# QUOTED PASSAGE:
—H.M. Nazmul Alam—
It was one of those moments in subcontinental diplomacy where irony takes a drag from a biri and smirks across the table. When India slammed Bangladesh for expressing concern over the safety of Muslims in West Bengal following the Murshidabad riots, the news moved with the sound of a stainless steel pot being called black by a soot-covered kettle. Bangladesh’s call for “full security” for minority Muslims in India was met with indignation from New Delhi. One might say India is in no position to dish out lectures on minority treatment, yet here we are.
The incident itself was a grim reminder of how quickly a secular society can be undone by identity politics. In Murshidabad, a district with a dense Muslim population, protests erupted over India’s new Waqf legislation, a law passed by Lok Sabha and rubber-stamped by Rajya Sabha earlier this month. Critics argue that the law erodes protections for Islamic charitable properties. The demonstrations, predictably labelled “violent,” turned deadly. In a nation where dissent now rhymes with “anti-national,” the crackdown was not long in coming. By April 12, three were dead, several injured, and Muslim-owned shops were set on fire overnight. Yet, it was Bangladesh’s response that caused Delhi the most heartburn—not the deaths, not the discrimination.

# PROVIDED DATA:
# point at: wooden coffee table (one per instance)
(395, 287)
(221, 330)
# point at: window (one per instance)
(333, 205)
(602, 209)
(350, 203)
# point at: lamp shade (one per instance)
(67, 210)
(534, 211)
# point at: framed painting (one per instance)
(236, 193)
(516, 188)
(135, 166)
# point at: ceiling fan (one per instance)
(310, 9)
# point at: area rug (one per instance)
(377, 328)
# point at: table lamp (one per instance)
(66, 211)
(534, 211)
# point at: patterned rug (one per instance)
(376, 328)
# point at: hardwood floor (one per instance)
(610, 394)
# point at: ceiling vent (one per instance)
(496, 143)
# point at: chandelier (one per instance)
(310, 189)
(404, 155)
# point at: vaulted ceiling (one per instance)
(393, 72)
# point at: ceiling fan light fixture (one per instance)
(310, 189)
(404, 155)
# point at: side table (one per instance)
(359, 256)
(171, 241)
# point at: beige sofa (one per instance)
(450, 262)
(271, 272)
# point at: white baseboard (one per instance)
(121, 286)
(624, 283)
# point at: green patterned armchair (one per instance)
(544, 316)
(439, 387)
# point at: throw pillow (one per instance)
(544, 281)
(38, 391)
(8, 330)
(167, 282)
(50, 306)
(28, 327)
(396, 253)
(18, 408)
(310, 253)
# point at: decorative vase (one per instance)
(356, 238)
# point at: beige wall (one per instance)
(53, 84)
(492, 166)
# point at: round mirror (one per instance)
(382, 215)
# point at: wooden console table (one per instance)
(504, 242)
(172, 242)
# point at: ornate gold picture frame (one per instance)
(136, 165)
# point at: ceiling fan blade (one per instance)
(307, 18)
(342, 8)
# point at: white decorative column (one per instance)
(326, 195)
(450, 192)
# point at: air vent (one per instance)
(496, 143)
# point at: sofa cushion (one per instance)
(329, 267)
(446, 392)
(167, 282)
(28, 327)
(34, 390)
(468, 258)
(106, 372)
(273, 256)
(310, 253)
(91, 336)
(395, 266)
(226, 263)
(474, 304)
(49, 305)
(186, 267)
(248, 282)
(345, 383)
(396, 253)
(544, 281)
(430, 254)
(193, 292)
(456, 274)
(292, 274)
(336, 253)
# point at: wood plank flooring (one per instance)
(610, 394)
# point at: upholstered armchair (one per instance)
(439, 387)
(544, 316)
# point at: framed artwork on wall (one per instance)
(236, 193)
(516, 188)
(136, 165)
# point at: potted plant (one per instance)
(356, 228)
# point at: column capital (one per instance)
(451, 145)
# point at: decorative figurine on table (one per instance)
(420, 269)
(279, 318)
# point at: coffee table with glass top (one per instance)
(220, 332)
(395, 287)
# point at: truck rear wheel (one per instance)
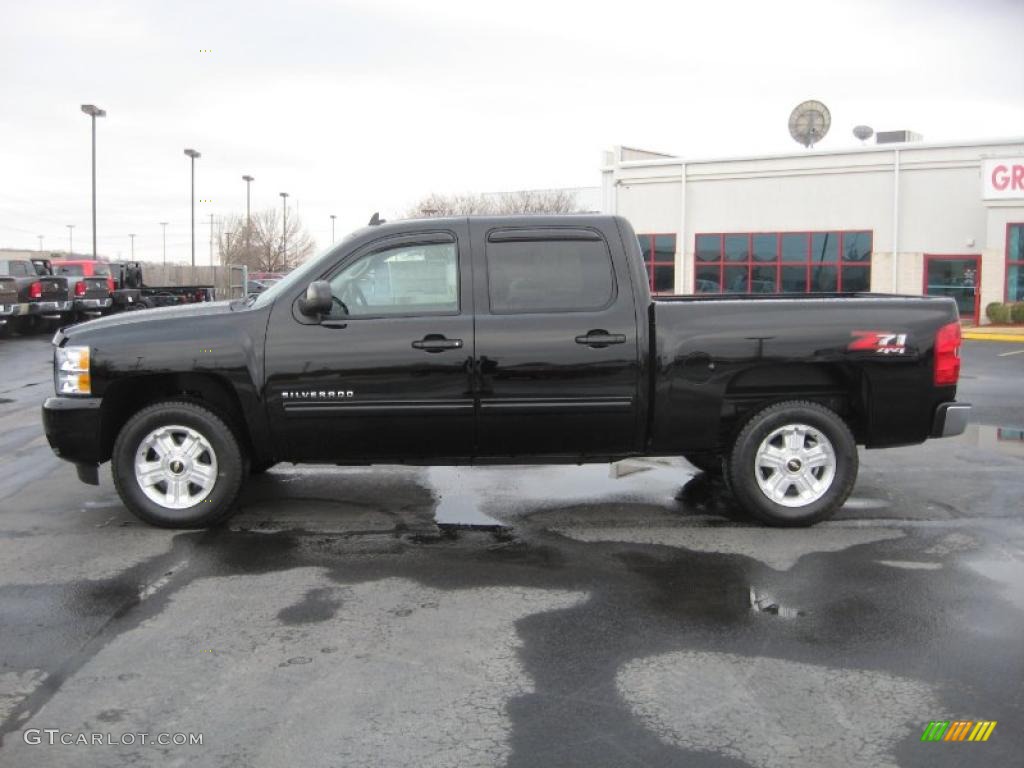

# TASK REQUIREMENTS:
1. According to the commentary on the Murshidabad riots, by what date were three people dead?
2. Rewrite the commentary's stretch from "The incident itself" through "not the discrimination.", using "approved" in place of "rubber-stamped".
The records have no connection to the commentary.

# PER-TASK ANSWERS:
1. April 12

2.
The incident itself was a grim reminder of how quickly a secular society can be undone by identity politics. In Murshidabad, a district with a dense Muslim population, protests erupted over India’s new Waqf legislation, a law passed by Lok Sabha and approved by Rajya Sabha earlier this month. Critics argue that the law erodes protections for Islamic charitable properties. The demonstrations, predictably labelled “violent,” turned deadly. In a nation where dissent now rhymes with “anti-national,” the crackdown was not long in coming. By April 12, three were dead, several injured, and Muslim-owned shops were set on fire overnight. Yet, it was Bangladesh’s response that caused Delhi the most heartburn—not the deaths, not the discrimination.